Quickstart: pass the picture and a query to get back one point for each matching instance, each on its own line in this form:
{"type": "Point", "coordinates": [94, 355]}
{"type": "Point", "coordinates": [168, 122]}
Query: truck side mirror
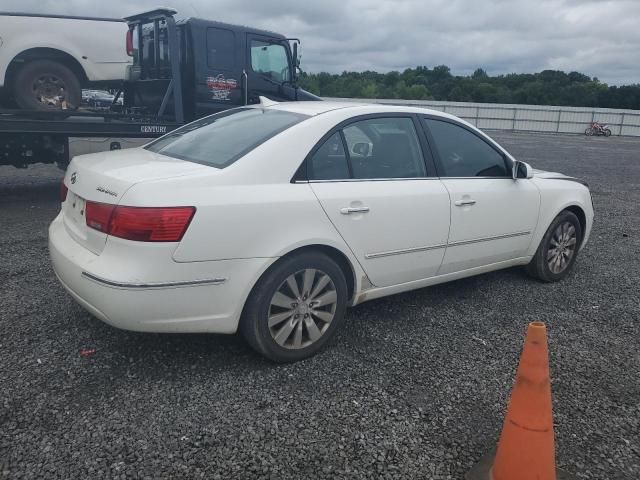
{"type": "Point", "coordinates": [296, 59]}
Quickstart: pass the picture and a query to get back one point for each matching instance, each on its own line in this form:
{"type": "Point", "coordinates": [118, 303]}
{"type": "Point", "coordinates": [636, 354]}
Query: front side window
{"type": "Point", "coordinates": [463, 154]}
{"type": "Point", "coordinates": [384, 148]}
{"type": "Point", "coordinates": [221, 53]}
{"type": "Point", "coordinates": [270, 59]}
{"type": "Point", "coordinates": [330, 161]}
{"type": "Point", "coordinates": [221, 139]}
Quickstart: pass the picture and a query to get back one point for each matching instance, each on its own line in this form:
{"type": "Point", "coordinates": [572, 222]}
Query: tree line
{"type": "Point", "coordinates": [549, 87]}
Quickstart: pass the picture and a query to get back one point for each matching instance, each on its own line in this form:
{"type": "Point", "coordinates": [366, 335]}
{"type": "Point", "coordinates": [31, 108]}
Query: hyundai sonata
{"type": "Point", "coordinates": [272, 219]}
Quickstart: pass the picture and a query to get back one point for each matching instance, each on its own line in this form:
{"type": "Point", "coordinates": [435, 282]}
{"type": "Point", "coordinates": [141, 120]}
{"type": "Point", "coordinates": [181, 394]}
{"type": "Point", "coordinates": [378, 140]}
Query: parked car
{"type": "Point", "coordinates": [46, 60]}
{"type": "Point", "coordinates": [99, 98]}
{"type": "Point", "coordinates": [272, 219]}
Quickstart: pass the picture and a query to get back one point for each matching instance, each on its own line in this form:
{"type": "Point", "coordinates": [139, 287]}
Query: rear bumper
{"type": "Point", "coordinates": [149, 291]}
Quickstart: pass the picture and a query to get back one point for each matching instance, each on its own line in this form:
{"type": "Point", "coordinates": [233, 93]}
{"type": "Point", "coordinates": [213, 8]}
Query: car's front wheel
{"type": "Point", "coordinates": [46, 85]}
{"type": "Point", "coordinates": [558, 249]}
{"type": "Point", "coordinates": [296, 307]}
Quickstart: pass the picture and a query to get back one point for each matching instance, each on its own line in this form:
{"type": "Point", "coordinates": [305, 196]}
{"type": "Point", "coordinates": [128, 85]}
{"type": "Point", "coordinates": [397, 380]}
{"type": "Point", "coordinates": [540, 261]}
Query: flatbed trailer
{"type": "Point", "coordinates": [28, 137]}
{"type": "Point", "coordinates": [182, 70]}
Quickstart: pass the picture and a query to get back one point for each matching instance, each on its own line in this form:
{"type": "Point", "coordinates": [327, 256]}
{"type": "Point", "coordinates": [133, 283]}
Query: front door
{"type": "Point", "coordinates": [218, 70]}
{"type": "Point", "coordinates": [492, 216]}
{"type": "Point", "coordinates": [371, 180]}
{"type": "Point", "coordinates": [268, 69]}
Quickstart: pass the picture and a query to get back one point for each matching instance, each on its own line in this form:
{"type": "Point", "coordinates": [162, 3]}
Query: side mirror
{"type": "Point", "coordinates": [362, 149]}
{"type": "Point", "coordinates": [296, 59]}
{"type": "Point", "coordinates": [521, 170]}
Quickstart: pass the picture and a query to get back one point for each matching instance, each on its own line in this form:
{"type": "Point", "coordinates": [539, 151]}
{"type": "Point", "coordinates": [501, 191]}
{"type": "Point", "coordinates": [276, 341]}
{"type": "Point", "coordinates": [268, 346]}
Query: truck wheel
{"type": "Point", "coordinates": [46, 85]}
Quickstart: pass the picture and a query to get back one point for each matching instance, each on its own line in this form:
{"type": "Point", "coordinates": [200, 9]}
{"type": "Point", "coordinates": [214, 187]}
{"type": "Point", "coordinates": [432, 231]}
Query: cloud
{"type": "Point", "coordinates": [597, 37]}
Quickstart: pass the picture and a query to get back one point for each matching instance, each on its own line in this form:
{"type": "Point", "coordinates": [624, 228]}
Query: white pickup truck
{"type": "Point", "coordinates": [46, 60]}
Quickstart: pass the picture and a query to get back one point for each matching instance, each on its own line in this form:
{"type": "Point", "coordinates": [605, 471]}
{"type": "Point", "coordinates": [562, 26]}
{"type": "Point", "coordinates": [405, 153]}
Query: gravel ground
{"type": "Point", "coordinates": [415, 386]}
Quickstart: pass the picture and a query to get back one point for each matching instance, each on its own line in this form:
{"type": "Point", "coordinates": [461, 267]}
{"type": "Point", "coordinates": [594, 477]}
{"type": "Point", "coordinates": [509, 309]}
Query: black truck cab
{"type": "Point", "coordinates": [217, 66]}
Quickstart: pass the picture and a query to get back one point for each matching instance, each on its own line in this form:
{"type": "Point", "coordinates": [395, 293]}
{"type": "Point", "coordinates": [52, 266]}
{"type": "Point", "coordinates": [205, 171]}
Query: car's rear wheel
{"type": "Point", "coordinates": [46, 85]}
{"type": "Point", "coordinates": [295, 308]}
{"type": "Point", "coordinates": [558, 249]}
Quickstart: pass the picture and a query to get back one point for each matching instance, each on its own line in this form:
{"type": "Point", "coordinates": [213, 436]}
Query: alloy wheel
{"type": "Point", "coordinates": [562, 247]}
{"type": "Point", "coordinates": [302, 308]}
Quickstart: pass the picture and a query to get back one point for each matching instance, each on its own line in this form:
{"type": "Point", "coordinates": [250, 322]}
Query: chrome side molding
{"type": "Point", "coordinates": [159, 285]}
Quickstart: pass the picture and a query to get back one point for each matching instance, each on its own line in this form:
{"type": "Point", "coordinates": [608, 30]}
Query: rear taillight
{"type": "Point", "coordinates": [63, 191]}
{"type": "Point", "coordinates": [98, 215]}
{"type": "Point", "coordinates": [130, 43]}
{"type": "Point", "coordinates": [143, 224]}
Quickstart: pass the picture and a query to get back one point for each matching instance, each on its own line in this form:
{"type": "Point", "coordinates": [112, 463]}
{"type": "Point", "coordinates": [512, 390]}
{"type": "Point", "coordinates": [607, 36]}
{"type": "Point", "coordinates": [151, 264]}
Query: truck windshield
{"type": "Point", "coordinates": [270, 59]}
{"type": "Point", "coordinates": [221, 139]}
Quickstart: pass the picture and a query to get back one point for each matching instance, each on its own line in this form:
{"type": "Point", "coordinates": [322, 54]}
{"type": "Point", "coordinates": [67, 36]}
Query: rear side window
{"type": "Point", "coordinates": [221, 52]}
{"type": "Point", "coordinates": [463, 154]}
{"type": "Point", "coordinates": [221, 139]}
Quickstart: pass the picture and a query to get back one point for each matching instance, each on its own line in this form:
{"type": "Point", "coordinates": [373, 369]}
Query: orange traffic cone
{"type": "Point", "coordinates": [526, 449]}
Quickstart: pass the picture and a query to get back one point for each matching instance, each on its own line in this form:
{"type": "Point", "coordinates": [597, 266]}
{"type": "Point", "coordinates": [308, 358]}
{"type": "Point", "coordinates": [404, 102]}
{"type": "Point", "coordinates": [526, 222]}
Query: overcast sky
{"type": "Point", "coordinates": [597, 37]}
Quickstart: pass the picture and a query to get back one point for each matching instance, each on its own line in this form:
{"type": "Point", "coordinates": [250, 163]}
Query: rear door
{"type": "Point", "coordinates": [372, 182]}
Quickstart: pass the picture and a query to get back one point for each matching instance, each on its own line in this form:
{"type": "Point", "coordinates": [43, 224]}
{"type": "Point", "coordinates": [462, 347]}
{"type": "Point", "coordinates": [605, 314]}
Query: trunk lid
{"type": "Point", "coordinates": [104, 178]}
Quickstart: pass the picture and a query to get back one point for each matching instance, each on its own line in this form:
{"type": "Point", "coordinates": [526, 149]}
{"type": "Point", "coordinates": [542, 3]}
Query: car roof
{"type": "Point", "coordinates": [313, 108]}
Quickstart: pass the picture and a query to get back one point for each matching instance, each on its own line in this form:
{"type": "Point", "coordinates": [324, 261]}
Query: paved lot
{"type": "Point", "coordinates": [414, 387]}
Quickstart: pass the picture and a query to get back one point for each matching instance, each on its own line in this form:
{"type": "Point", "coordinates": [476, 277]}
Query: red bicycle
{"type": "Point", "coordinates": [596, 128]}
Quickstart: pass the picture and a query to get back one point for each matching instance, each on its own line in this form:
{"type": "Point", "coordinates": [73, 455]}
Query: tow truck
{"type": "Point", "coordinates": [182, 70]}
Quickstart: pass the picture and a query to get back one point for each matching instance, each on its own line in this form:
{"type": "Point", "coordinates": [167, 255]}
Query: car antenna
{"type": "Point", "coordinates": [265, 102]}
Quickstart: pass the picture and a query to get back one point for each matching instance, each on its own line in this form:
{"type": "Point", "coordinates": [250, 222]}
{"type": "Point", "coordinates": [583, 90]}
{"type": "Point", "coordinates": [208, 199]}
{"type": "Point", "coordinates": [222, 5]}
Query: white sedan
{"type": "Point", "coordinates": [272, 219]}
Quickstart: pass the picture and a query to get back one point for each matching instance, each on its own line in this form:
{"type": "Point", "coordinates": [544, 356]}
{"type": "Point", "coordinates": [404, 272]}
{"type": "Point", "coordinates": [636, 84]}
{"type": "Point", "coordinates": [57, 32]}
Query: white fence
{"type": "Point", "coordinates": [528, 118]}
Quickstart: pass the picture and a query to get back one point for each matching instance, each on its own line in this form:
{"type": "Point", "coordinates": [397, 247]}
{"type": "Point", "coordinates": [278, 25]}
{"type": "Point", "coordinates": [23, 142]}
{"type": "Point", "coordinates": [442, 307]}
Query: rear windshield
{"type": "Point", "coordinates": [221, 139]}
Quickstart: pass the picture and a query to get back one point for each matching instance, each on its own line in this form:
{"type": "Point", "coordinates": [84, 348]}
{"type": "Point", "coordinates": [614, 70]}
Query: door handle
{"type": "Point", "coordinates": [350, 210]}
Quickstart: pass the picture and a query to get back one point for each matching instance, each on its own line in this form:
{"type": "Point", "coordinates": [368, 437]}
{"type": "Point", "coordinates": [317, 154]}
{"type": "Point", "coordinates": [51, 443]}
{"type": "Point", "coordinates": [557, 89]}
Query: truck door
{"type": "Point", "coordinates": [219, 76]}
{"type": "Point", "coordinates": [268, 69]}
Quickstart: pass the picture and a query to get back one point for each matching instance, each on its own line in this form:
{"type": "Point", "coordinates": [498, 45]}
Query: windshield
{"type": "Point", "coordinates": [221, 139]}
{"type": "Point", "coordinates": [270, 59]}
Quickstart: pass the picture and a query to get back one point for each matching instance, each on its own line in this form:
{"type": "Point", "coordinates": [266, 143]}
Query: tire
{"type": "Point", "coordinates": [291, 335]}
{"type": "Point", "coordinates": [47, 85]}
{"type": "Point", "coordinates": [549, 264]}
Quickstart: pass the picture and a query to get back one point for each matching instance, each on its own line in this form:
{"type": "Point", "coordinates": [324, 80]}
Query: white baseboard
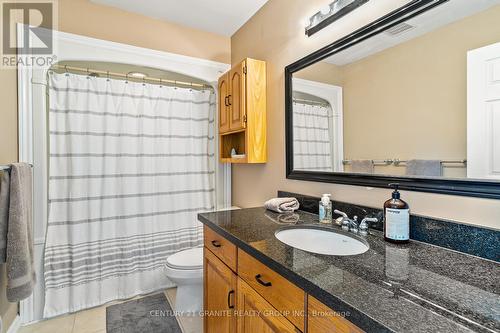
{"type": "Point", "coordinates": [15, 326]}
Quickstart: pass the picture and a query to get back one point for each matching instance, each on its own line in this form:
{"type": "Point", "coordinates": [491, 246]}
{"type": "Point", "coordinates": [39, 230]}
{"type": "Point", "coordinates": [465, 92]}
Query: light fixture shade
{"type": "Point", "coordinates": [337, 9]}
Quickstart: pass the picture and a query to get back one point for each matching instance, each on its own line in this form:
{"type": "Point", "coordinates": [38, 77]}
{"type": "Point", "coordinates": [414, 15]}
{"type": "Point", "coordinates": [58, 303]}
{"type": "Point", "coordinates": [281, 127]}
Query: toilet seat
{"type": "Point", "coordinates": [191, 259]}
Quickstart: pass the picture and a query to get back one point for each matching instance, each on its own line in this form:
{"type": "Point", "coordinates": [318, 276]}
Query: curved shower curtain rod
{"type": "Point", "coordinates": [90, 71]}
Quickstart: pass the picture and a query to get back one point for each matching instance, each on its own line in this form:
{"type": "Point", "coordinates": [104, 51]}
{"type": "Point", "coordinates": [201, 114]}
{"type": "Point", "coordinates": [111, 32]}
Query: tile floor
{"type": "Point", "coordinates": [94, 321]}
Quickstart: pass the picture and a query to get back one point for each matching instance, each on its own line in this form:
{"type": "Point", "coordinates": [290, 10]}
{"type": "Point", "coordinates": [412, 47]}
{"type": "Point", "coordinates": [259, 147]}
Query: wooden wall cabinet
{"type": "Point", "coordinates": [254, 298]}
{"type": "Point", "coordinates": [242, 112]}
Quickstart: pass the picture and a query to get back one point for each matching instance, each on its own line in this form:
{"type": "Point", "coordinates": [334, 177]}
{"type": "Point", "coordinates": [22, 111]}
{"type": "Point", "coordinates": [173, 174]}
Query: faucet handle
{"type": "Point", "coordinates": [344, 215]}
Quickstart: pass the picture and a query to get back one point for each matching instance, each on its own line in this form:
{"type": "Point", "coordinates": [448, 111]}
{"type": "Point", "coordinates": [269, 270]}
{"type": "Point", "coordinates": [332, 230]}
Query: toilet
{"type": "Point", "coordinates": [185, 269]}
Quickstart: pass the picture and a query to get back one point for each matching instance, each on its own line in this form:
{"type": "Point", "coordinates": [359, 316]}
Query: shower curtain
{"type": "Point", "coordinates": [130, 167]}
{"type": "Point", "coordinates": [312, 139]}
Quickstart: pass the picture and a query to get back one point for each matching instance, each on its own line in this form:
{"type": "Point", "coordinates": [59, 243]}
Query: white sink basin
{"type": "Point", "coordinates": [322, 241]}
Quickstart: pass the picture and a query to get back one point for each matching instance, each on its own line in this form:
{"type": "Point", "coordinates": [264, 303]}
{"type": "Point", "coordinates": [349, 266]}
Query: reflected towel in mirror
{"type": "Point", "coordinates": [362, 166]}
{"type": "Point", "coordinates": [432, 168]}
{"type": "Point", "coordinates": [282, 205]}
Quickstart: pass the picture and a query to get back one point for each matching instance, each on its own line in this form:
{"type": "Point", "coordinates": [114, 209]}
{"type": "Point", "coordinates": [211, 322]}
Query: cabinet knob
{"type": "Point", "coordinates": [229, 303]}
{"type": "Point", "coordinates": [258, 277]}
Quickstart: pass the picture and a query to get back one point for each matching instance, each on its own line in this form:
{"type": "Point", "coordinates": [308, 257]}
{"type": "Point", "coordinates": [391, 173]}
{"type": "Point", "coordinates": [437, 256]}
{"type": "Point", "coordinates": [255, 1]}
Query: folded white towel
{"type": "Point", "coordinates": [282, 205]}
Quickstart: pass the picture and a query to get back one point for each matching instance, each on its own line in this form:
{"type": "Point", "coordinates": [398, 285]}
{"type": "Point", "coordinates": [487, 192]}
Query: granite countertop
{"type": "Point", "coordinates": [415, 287]}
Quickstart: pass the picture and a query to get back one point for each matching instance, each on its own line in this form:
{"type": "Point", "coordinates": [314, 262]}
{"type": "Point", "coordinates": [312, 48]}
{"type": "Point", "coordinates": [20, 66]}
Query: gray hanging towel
{"type": "Point", "coordinates": [20, 268]}
{"type": "Point", "coordinates": [431, 168]}
{"type": "Point", "coordinates": [362, 166]}
{"type": "Point", "coordinates": [4, 213]}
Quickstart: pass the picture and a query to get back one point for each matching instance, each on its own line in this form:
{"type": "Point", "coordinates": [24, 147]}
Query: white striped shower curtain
{"type": "Point", "coordinates": [312, 141]}
{"type": "Point", "coordinates": [130, 167]}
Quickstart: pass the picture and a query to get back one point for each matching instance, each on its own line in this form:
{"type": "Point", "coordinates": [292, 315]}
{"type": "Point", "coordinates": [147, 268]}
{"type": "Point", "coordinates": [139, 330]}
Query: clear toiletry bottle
{"type": "Point", "coordinates": [397, 218]}
{"type": "Point", "coordinates": [325, 209]}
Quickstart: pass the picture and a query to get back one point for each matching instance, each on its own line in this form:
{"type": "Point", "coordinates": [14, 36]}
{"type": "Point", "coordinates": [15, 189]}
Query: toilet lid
{"type": "Point", "coordinates": [187, 259]}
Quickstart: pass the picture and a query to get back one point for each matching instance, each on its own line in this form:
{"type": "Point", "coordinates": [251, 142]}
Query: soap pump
{"type": "Point", "coordinates": [397, 218]}
{"type": "Point", "coordinates": [325, 209]}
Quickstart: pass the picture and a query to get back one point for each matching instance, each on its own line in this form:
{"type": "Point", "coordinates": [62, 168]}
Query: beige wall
{"type": "Point", "coordinates": [276, 34]}
{"type": "Point", "coordinates": [85, 18]}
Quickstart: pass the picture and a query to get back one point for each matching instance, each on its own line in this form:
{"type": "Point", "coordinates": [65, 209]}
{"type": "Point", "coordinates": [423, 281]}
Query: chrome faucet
{"type": "Point", "coordinates": [347, 223]}
{"type": "Point", "coordinates": [365, 223]}
{"type": "Point", "coordinates": [353, 225]}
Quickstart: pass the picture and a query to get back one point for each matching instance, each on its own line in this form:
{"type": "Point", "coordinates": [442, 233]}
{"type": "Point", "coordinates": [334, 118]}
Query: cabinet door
{"type": "Point", "coordinates": [219, 295]}
{"type": "Point", "coordinates": [237, 97]}
{"type": "Point", "coordinates": [257, 315]}
{"type": "Point", "coordinates": [224, 103]}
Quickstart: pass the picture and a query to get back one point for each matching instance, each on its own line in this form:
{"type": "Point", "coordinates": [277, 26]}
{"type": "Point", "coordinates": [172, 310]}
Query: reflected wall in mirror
{"type": "Point", "coordinates": [421, 98]}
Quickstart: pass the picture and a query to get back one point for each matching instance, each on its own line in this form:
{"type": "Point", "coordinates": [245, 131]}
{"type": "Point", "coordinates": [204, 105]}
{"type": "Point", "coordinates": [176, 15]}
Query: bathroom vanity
{"type": "Point", "coordinates": [255, 283]}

---*---

### [Short task]
Count the lines in the data above that contain the string "towel", and reply with only that number.

### [Written solution]
3